(Records of labeled points)

========================================================================

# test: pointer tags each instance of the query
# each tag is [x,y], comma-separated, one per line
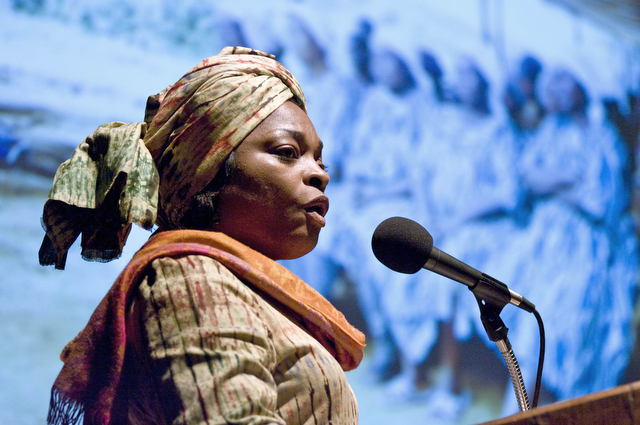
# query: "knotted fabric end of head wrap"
[109,183]
[126,173]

========================================================================

:: INSTRUCTION ::
Could you reproduce all of the lines above word for word, leaving the pictures out of your answer?

:: ANSWER IN FULL ::
# test: pointer tags each instance of the query
# each tag is [x,y], comma-separated, one per line
# query: "knotted fabric end of head wrap"
[109,183]
[126,173]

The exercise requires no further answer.